# Assignment:
Only the lines from the one containing "For every instance of the purple background, the" through the end of the listing below belong in your answer; retype them exactly.

# Listed records:

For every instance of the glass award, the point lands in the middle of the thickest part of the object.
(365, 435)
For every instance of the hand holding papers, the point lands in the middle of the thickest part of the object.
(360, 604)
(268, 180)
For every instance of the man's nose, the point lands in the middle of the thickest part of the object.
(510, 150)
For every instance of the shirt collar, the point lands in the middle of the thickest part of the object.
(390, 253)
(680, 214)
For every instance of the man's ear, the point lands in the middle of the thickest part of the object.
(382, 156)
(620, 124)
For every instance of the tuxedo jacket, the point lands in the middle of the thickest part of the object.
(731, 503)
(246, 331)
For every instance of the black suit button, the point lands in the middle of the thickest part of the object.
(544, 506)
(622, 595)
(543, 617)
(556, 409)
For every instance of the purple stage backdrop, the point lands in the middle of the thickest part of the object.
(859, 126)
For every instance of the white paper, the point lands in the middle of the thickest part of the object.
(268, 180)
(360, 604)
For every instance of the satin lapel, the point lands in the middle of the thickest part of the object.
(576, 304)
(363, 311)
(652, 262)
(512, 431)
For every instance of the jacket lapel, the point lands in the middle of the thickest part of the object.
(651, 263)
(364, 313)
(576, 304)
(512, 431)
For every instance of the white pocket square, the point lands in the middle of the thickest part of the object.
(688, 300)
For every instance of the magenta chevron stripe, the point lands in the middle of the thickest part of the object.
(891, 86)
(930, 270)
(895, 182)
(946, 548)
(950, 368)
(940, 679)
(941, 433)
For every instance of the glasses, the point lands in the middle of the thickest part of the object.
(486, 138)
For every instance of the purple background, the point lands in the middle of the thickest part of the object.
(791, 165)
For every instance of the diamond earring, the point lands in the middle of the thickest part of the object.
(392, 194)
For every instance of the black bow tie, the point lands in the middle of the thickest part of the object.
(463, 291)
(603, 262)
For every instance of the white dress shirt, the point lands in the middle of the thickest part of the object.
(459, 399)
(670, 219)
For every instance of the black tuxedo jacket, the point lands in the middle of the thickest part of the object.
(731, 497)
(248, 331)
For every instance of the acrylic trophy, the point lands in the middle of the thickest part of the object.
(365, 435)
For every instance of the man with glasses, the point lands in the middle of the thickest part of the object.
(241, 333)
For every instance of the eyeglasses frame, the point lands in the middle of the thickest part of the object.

# Answer box:
For every instance of the purple background, the point lands in the middle of the thickest part of the object.
(791, 165)
For every instance of the diamond earring, the point lands in the middle of the thickest part of the object.
(392, 194)
For every instance of the black bow tie, the point lands in the middle of the thickest part of the object.
(463, 291)
(603, 262)
For every instance of the white dress shirt, the point lands in the middle of the thickest part of the object.
(459, 399)
(670, 219)
For every instance of the black tuxedo jacket, the point lands in the middle of the thickest part of the object.
(731, 497)
(248, 331)
For every instance of the acrylic trophy, the point lands in the middle of the thickest part of the object.
(365, 435)
For every instance of the man with glasses, the point lands in the middle of the thickest part of the object.
(241, 333)
For every instance of the eyeglasses frame, the point lands in the middle of the thickest part of the object.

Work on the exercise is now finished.